● Task objective
Please swap "Outline every instance" for "Trace each instance" everywhere in the material below and reproduce it with nothing else altered.

Dataset rows:
┌────────
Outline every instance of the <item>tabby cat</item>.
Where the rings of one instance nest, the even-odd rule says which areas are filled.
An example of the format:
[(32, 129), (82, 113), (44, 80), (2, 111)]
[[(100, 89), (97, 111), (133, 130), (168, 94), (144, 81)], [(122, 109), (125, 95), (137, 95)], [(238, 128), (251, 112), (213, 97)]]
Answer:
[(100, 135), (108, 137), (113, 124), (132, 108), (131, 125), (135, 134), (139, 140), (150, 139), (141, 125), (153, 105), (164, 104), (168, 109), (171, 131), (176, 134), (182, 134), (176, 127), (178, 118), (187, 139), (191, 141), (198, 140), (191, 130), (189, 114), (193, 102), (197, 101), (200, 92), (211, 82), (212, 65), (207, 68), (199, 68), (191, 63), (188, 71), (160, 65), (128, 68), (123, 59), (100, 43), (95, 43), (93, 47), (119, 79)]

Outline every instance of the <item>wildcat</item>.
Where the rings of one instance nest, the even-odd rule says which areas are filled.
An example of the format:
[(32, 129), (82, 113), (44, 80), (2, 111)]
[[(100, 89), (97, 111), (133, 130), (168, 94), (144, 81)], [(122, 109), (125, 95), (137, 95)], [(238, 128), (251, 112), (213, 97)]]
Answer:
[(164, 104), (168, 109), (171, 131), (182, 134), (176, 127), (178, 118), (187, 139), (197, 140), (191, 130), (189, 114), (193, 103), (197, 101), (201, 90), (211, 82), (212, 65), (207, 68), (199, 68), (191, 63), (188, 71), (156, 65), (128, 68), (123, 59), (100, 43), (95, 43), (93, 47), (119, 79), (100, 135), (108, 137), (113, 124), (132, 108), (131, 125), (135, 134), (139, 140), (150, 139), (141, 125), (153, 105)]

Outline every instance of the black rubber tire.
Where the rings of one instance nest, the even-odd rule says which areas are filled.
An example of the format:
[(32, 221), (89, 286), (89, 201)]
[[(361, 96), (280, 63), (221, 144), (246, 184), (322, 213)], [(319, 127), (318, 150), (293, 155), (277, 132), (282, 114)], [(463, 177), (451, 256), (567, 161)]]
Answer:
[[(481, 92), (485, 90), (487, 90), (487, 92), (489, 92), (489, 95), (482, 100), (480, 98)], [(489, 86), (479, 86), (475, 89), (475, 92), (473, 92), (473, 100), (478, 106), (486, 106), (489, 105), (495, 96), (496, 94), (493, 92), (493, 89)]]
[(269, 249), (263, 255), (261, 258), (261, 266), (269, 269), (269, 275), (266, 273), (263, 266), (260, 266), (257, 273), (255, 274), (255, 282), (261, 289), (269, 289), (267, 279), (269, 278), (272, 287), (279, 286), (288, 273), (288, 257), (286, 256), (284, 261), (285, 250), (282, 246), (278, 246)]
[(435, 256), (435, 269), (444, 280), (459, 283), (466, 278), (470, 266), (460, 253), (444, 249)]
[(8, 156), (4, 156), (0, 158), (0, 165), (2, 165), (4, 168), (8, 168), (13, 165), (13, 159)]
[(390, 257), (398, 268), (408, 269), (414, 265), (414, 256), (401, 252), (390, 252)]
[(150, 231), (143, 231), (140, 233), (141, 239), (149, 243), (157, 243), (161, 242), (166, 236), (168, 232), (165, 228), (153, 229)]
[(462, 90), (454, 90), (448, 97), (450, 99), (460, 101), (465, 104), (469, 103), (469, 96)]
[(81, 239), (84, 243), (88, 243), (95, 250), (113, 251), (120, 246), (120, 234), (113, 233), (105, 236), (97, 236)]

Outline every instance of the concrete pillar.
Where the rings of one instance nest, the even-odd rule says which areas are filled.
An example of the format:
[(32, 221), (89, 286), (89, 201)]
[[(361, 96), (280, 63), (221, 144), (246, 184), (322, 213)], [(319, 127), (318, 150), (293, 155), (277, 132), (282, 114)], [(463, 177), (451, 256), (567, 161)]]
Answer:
└────────
● Exercise answer
Trace each instance of the <item>tabby cat</item>.
Where the rings of one instance nest, the even-odd rule says which areas are filled.
An example of the format:
[(32, 129), (82, 113), (44, 80), (2, 111)]
[[(100, 89), (97, 111), (133, 130), (168, 94), (144, 81)], [(122, 109), (125, 95), (137, 95)], [(238, 128), (251, 112), (213, 97)]]
Answer:
[(100, 135), (108, 137), (113, 124), (132, 108), (131, 125), (135, 134), (139, 140), (150, 139), (141, 125), (153, 105), (164, 104), (168, 109), (171, 131), (176, 134), (182, 134), (176, 127), (178, 118), (187, 139), (191, 141), (198, 140), (191, 130), (189, 114), (193, 102), (197, 101), (200, 92), (211, 82), (212, 65), (207, 68), (199, 68), (191, 63), (188, 71), (160, 65), (128, 68), (123, 59), (100, 43), (95, 43), (93, 47), (119, 79)]

Trace each instance of the <item>wildcat</item>.
Where the rings of one instance nest, the even-odd rule says which areas are filled.
An example of the format:
[(32, 129), (82, 113), (44, 80), (2, 111)]
[[(100, 89), (97, 111), (133, 130), (168, 94), (144, 81)], [(122, 109), (125, 95), (137, 95)], [(238, 128), (251, 112), (213, 97)]]
Answer:
[(164, 104), (168, 109), (171, 131), (182, 134), (176, 127), (178, 118), (187, 139), (197, 140), (191, 130), (189, 114), (193, 103), (197, 101), (201, 90), (211, 82), (212, 65), (207, 68), (199, 68), (191, 63), (188, 71), (156, 65), (128, 68), (123, 59), (100, 43), (95, 43), (93, 47), (119, 79), (100, 135), (108, 137), (113, 124), (132, 108), (131, 125), (135, 134), (139, 140), (150, 139), (141, 125), (153, 105)]

Trace each instance of the black rubber tire.
Where the rings of one instance nest, the even-odd rule says which areas are filled.
An example of the format:
[(32, 221), (89, 286), (89, 201)]
[[(361, 96), (280, 63), (221, 144), (246, 184), (322, 213)], [(319, 127), (318, 150), (293, 155), (277, 132), (282, 114)], [(463, 177), (451, 256), (567, 161)]]
Answer:
[[(481, 92), (485, 90), (487, 90), (487, 92), (489, 92), (489, 95), (482, 100), (480, 98)], [(489, 86), (479, 86), (475, 89), (475, 92), (473, 92), (473, 100), (478, 106), (486, 106), (489, 105), (495, 96), (496, 94), (493, 92), (493, 89)]]
[(269, 249), (263, 255), (261, 258), (261, 266), (269, 269), (269, 275), (266, 273), (263, 266), (260, 266), (257, 273), (255, 274), (255, 282), (261, 289), (269, 289), (267, 279), (269, 278), (272, 287), (279, 286), (288, 273), (288, 257), (286, 256), (284, 261), (285, 250), (282, 246), (278, 246)]
[(435, 256), (435, 269), (444, 280), (459, 283), (466, 278), (470, 266), (460, 253), (444, 249)]
[(8, 156), (4, 156), (0, 158), (0, 165), (2, 165), (4, 168), (8, 168), (13, 165), (13, 159)]
[(390, 257), (398, 268), (408, 269), (414, 265), (414, 256), (401, 252), (390, 252)]
[(150, 231), (143, 231), (140, 233), (141, 239), (149, 243), (157, 243), (161, 242), (166, 236), (168, 232), (165, 228), (153, 229)]
[(462, 90), (454, 90), (448, 97), (450, 99), (460, 101), (465, 104), (469, 103), (469, 96)]
[(81, 239), (84, 243), (88, 243), (95, 250), (113, 251), (120, 246), (120, 234), (113, 233), (105, 236), (97, 236)]

Trace each instance of the concrete pillar.
Where the rings of one instance nest, the even-odd rule says which areas are filled.
An example of the format:
[(32, 221), (89, 286), (89, 201)]
[[(361, 96), (280, 63), (221, 144), (246, 184), (322, 213)], [(319, 127), (318, 150), (293, 155), (277, 132), (282, 114)], [(463, 177), (451, 256), (567, 161)]]
Answer:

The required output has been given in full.